§ **Extract provided**:
%%

What the Study Found
A major new study has found that AI-powered chatbots provide problematic medical advice approximately 50% of the time. Researchers from the United States, Canada, and the United Kingdom evaluated five of the most widely used AI platforms — ChatGPT, Gemini, Meta AI, Grok, and DeepSeek. Each platform received 10 questions spanning five distinct health categories.
The findings, published in the peer-reviewed medical journal BMJ Open, revealed a troubling pattern. About 50% of all responses were classified as problematic. More alarmingly, nearly 20% were deemed highly problematic. Furthermore, not a single chatbot produced a fully complete and accurate reference list in response to any prompt. Citations were frequently incomplete or entirely fabricated.
This study arrives at a critical moment. More than 200 million people ask ChatGPT health and wellness questions every week, according to OpenAI. Yet the platforms providing these answers are not licensed to dispense medical advice — and their limitations are significant.
Which Chatbots Performed Worst
Grok Leads in Problematic Responses
Not all AI chatbots performed equally. Grok returned the highest share of problematic responses at 58%. ChatGPT followed at 52%, while Meta AI came in at 50%. Gemini and DeepSeek also contributed to the overall failure rate, though no platform escaped scrutiny.
Confidence Without Accuracy
A particularly dangerous finding was how the chatbots delivered these flawed answers. Responses were often given with high levels of confidence and certainty. This confident tone makes it difficult for users to identify inaccurate or misleading guidance. When an AI sounds authoritative, most users have little reason to question what it says — even when the information is wrong.
Where AI Gets Health Advice Wrong
Strong on Vaccines, Weak on Nutrition
The study found clear patterns in where AI performs better and where it struggles most. Chatbots fared relatively well with closed-ended prompts and topics like vaccines and cancer. However, performance dropped sharply with open-ended questions and complex subjects.

%%

§ **Study material**:
%%

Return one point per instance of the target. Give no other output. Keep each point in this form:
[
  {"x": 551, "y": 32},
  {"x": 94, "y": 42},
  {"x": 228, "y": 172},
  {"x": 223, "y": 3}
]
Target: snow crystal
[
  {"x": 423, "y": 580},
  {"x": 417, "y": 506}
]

%%

§ **Work request 1**:
In the chatbot health-advice article, which journal published the study's findings?
§ **Work request 2**:
Repeat the part of the chatbot health-advice article starting with "This study arrives" and going on through "limitations are significant.".
§ **Work request 3**:
Write the next part of the chatbot health-advice article, picking up after its last sentence.
The listing is from a separate source and is unrelated to the chatbot health-advice article.

§ **Exercise response 1**:
BMJ Open, a peer-reviewed medical journal.

§ **Exercise response 2**:
This study arrives at a critical moment. More than 200 million people ask ChatGPT health and wellness questions every week, according to OpenAI. Yet the platforms providing these answers are not licensed to dispense medical advice — and their limitations are significant.

§ **Exercise response 3**:
Topics That Tripped Up AI Platforms
Three categories proved especially challenging for AI chatbots:
- Stem cells — a rapidly evolving field with nuanced clinical considerations
- Nutrition — an area prone to conflicting evidence and individual variability
- Athletic performance — where advice must account for individual physiology
These topics require reasoning, value judgments, and access to current clinical literature — capabilities that today’s AI chatbots simply do not have.
Why AI Chatbots Hallucinate
The Problem with Predictive Text
AI chatbots do not reason or weigh evidence the way trained healthcare professionals do. Instead, they generate outputs by identifying statistical patterns in their training data and predicting likely word sequences. This fundamental design limitation means chatbots can produce responses that sound authoritative but are factually flawed.
Sycophancy and Bias
Researchers also flagged a troubling behavioral tendency known as sycophancy. AI models fine-tuned on human feedback tend to prioritise answers that align with user beliefs over the truth. In a health context, this is particularly dangerous — a user seeking validation for a risky health decision may receive AI-generated encouragement rather than accurate clinical guidance.
Fabricated References
Additionally, the study noted that only 32% of more than 500 citations drawn from ChatGPT, ScholarGPT, and DeepSeek were accurate. Nearly half were at least partially fabricated. AI chatbots also responded to adversarial queries without adequate caution and rarely refused to answer even when they should have.
The Growing Role of AI in Healthcare
Despite these risks, AI companies are actively expanding their healthcare footprint. OpenAI launched new health-focused tools for both everyday users and clinicians earlier this year. Anthropic announced a healthcare offering for its Claude platform around the same time. Other rivals are also rolling out similar products, intensifying competition in the AI-driven health information space.
This rapid expansion makes the BMJ Open study’s findings especially urgent. As AI becomes more embedded in how people seek health information, the potential for harm grows in parallel. The technology is becoming an increasingly integral part of daily life — and people are turning to it for medical guidance without always understanding its limitations.
What Experts Are Recommending
Oversight, Education, and Regulation
The study’s authors are clear about what needs to happen next. They argue that the use of AI chatbots in public-facing health communication requires diligent oversight. Because these tools are not licensed to dispense medical advice and may lack access to up-to-date medical knowledge, their deployment must be paired with accountability.
A Call for Public Awareness
Moreover, researchers stress that public education is essential. Users need to understand what AI chatbots can and cannot do before relying on them for health decisions. Professional training for clinicians is also necessary, so healthcare providers can guide patients on the appropriate — and inappropriate — uses of these tools.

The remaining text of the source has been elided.